Task brief: Write out the material verbatim, beginning with its first line and continuing through the line that contains "M138 188L138 189L133", with both of those lines included.

-- Records supplied start --

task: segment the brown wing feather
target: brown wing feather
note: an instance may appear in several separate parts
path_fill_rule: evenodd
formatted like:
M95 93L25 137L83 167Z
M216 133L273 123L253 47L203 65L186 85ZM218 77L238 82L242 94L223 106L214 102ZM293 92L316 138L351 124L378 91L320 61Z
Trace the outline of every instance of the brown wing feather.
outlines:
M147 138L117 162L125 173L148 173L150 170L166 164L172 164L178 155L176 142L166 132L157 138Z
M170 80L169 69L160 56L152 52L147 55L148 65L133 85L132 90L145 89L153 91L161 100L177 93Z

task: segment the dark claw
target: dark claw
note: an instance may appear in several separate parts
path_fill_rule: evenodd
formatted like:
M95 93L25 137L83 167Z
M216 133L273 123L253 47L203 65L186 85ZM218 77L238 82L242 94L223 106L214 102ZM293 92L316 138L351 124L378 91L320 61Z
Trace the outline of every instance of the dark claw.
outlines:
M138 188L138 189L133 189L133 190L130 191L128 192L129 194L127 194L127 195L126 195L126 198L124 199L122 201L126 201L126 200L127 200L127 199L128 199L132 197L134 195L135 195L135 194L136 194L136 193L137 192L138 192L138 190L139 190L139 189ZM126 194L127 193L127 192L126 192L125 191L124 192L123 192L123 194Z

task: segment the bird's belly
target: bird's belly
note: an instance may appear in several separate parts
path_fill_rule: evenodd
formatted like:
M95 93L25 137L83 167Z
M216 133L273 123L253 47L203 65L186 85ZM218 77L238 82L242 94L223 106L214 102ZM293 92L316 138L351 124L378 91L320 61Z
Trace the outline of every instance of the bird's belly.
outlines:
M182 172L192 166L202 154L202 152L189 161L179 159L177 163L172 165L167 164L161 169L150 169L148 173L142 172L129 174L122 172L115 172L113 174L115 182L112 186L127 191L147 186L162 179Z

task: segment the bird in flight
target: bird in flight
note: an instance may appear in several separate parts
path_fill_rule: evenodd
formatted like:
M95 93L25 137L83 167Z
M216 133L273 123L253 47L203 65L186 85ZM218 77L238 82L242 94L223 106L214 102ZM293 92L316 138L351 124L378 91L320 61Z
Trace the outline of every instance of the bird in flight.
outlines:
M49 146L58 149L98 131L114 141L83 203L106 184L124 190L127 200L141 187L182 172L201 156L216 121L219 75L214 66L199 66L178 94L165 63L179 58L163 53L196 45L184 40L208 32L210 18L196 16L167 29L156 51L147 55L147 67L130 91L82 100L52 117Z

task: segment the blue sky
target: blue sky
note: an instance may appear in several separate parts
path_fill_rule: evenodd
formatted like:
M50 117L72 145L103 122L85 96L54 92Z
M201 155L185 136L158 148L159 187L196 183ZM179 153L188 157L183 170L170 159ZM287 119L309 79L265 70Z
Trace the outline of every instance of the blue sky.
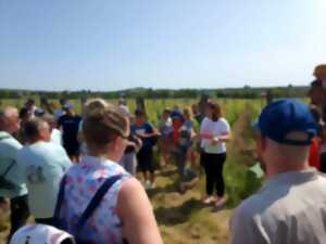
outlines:
M1 0L0 88L308 85L325 0Z

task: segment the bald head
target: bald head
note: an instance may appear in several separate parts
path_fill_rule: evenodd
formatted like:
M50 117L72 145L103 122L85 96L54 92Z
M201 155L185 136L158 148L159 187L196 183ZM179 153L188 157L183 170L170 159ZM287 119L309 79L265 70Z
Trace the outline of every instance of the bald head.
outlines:
M14 133L20 130L18 111L13 106L0 110L0 131Z

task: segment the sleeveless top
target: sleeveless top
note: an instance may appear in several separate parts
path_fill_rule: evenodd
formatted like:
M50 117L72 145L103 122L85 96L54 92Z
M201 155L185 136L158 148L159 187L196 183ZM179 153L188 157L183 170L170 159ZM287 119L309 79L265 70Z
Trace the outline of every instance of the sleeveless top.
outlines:
M84 156L66 174L65 194L60 216L64 219L66 231L73 229L88 206L90 200L105 179L124 175L104 195L101 204L87 220L83 233L97 244L122 244L122 222L116 214L118 192L124 180L130 178L117 163L109 159Z

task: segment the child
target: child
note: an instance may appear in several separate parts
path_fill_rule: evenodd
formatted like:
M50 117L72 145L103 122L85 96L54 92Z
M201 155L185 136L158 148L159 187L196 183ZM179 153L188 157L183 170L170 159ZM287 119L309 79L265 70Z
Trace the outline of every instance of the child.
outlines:
M134 117L129 117L130 125L134 125ZM141 140L135 134L129 134L127 147L125 149L124 155L120 160L120 164L128 171L131 176L136 176L137 170L137 152L141 147Z
M147 121L143 111L136 110L136 123L131 126L131 134L141 139L142 146L137 153L139 169L143 174L145 185L147 189L155 187L153 146L158 139L158 131Z
M173 133L173 126L171 119L171 110L165 108L162 114L162 119L159 124L159 130L161 133L160 138L160 152L162 156L161 166L165 166L171 156L171 143L172 143L172 133Z
M184 115L187 114L188 111ZM191 166L188 165L188 159L190 159L191 152L193 152L193 138L196 133L192 128L192 123L189 117L184 116L181 118L181 127L179 128L179 140L178 145L176 146L176 159L177 159L177 167L178 172L180 175L180 184L179 190L184 192L187 187L192 185L197 182L198 175L192 169L193 162L191 158Z

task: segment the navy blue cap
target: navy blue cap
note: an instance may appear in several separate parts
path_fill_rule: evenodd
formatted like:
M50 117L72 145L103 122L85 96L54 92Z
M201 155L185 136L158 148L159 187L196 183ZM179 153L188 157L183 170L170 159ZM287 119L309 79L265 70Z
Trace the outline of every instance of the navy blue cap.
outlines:
M281 144L309 145L317 134L318 126L306 104L294 99L283 99L267 105L255 127L263 137ZM305 140L288 139L290 132L304 132Z

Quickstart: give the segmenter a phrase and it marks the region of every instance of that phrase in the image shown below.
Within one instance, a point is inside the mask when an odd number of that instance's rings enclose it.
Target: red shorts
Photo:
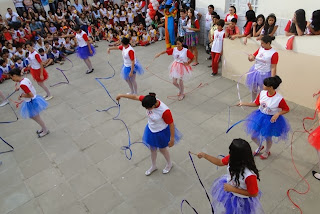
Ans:
[[[32,75],[33,79],[37,82],[43,82],[43,81],[47,80],[49,77],[46,69],[43,69],[43,80],[40,79],[40,69],[31,68],[30,70],[31,70],[31,75]]]

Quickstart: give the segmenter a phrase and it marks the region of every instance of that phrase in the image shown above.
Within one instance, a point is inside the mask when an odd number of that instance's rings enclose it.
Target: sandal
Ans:
[[[253,152],[253,156],[257,156],[264,149],[264,146],[258,147],[256,151]]]
[[[271,155],[270,152],[264,152],[262,153],[262,155],[260,155],[260,159],[261,160],[265,160],[265,159],[268,159],[268,157]]]
[[[50,133],[50,131],[49,131],[49,130],[48,130],[46,133],[41,132],[40,134],[38,134],[38,138],[42,138],[42,137],[44,137],[44,136],[48,135],[49,133]]]
[[[181,101],[181,100],[183,100],[183,99],[184,99],[184,97],[185,97],[185,95],[184,95],[184,94],[180,94],[180,95],[179,95],[178,100],[179,100],[179,101]]]

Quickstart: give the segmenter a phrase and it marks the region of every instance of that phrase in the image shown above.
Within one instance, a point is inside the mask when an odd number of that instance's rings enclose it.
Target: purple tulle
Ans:
[[[257,197],[242,198],[224,191],[227,175],[216,179],[211,187],[212,206],[215,214],[263,214],[260,203],[262,193]]]
[[[253,65],[247,75],[246,86],[251,91],[262,91],[263,90],[263,80],[265,78],[271,77],[271,71],[269,72],[259,72],[255,69],[255,65]]]
[[[89,57],[95,55],[96,54],[95,48],[93,47],[93,45],[90,45],[90,46],[91,46],[92,54],[90,54],[88,46],[78,47],[77,48],[78,57],[81,59],[88,59]]]
[[[288,133],[290,131],[290,125],[287,119],[280,115],[276,122],[271,123],[270,120],[273,115],[262,113],[259,109],[253,111],[247,116],[245,122],[247,134],[252,135],[255,138],[267,138],[276,137],[278,140],[287,140]],[[278,141],[274,141],[275,143]]]

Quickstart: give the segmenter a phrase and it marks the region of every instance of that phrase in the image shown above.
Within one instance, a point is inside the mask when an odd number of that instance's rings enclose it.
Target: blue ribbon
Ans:
[[[209,203],[210,203],[210,206],[211,206],[211,212],[212,212],[212,214],[214,214],[214,209],[213,209],[213,206],[212,206],[212,203],[211,203],[211,200],[210,200],[209,194],[208,194],[208,192],[207,192],[206,188],[204,187],[204,185],[203,185],[203,183],[202,183],[202,181],[201,181],[201,178],[200,178],[200,176],[199,176],[199,174],[198,174],[198,171],[197,171],[196,166],[194,165],[194,162],[193,162],[193,159],[192,159],[192,157],[191,157],[190,152],[189,152],[188,154],[189,154],[189,158],[190,158],[190,160],[191,160],[191,163],[192,163],[193,169],[194,169],[194,171],[196,172],[197,177],[198,177],[198,180],[199,180],[199,182],[200,182],[200,184],[201,184],[202,188],[204,189],[204,192],[206,193],[206,196],[207,196],[208,201],[209,201]],[[182,201],[181,201],[181,204],[180,204],[180,211],[181,211],[181,213],[182,213],[182,214],[183,214],[183,211],[182,211],[182,205],[183,205],[183,203],[184,203],[184,202],[186,202],[186,203],[189,205],[189,207],[191,207],[191,208],[192,208],[192,210],[193,210],[196,214],[198,214],[197,210],[196,210],[193,206],[191,206],[191,204],[190,204],[187,200],[185,200],[185,199],[184,199],[184,200],[182,200]]]
[[[113,119],[113,120],[118,120],[118,121],[122,122],[122,124],[124,125],[124,127],[125,127],[126,130],[127,130],[127,134],[128,134],[128,146],[122,146],[122,147],[121,147],[121,150],[124,151],[124,154],[126,155],[126,158],[127,158],[128,160],[131,160],[131,159],[132,159],[132,150],[131,150],[130,147],[131,147],[133,144],[143,143],[143,142],[133,142],[133,143],[131,143],[131,136],[130,136],[129,128],[128,128],[127,124],[126,124],[122,119],[119,118],[119,115],[120,115],[120,103],[112,98],[112,96],[111,96],[110,92],[108,91],[108,89],[106,88],[106,86],[101,82],[101,80],[112,79],[112,78],[116,75],[116,70],[113,68],[113,66],[110,64],[109,61],[108,61],[108,64],[109,64],[109,66],[112,68],[113,74],[112,74],[111,76],[109,76],[109,77],[95,78],[95,80],[96,80],[96,81],[102,86],[102,88],[107,92],[109,98],[114,102],[115,105],[114,105],[114,106],[111,106],[111,107],[109,107],[109,108],[107,108],[107,109],[103,109],[103,110],[98,110],[98,109],[97,109],[97,112],[107,112],[107,111],[109,111],[109,110],[112,109],[112,108],[118,108],[118,113],[117,113],[117,115],[116,115],[115,117],[113,117],[112,119]],[[128,150],[129,150],[129,154],[128,154]]]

-- Records supplied end --

Written response:
task: segment the brown wing feather
target: brown wing feather
note: an instance may appear in several separate parts
path_fill_rule: evenodd
formatted like:
M95 93L25 137L83 167Z
M216 133L273 123L253 47L203 65L186 85ZM218 77L238 82L242 94L223 106L214 102ZM293 92L316 138L351 124L378 91L320 61Z
Trace the outline of every instance of the brown wing feather.
outlines:
M147 138L117 162L125 173L148 173L150 170L166 164L172 164L178 155L176 142L166 132L157 138Z
M170 80L169 69L160 56L152 52L147 55L148 65L133 85L132 90L145 89L153 91L161 100L177 93Z

task: segment the dark claw
target: dark claw
note: an instance may appear in several separate parts
path_fill_rule: evenodd
formatted like:
M95 93L25 137L83 167Z
M216 133L273 123L253 47L203 65L186 85ZM218 77L238 82L242 94L223 106L214 102ZM293 92L316 138L351 124L378 91L320 61Z
Trace the outline of every instance of the dark claw.
outlines:
M138 188L138 189L133 189L133 190L130 191L128 192L129 194L127 194L127 195L126 195L126 198L124 199L122 201L126 201L126 200L127 200L127 199L128 199L132 197L134 195L135 195L135 194L136 194L136 193L137 192L138 192L138 190L139 190L139 189ZM126 194L127 193L127 192L126 192L125 191L124 192L123 192L123 194Z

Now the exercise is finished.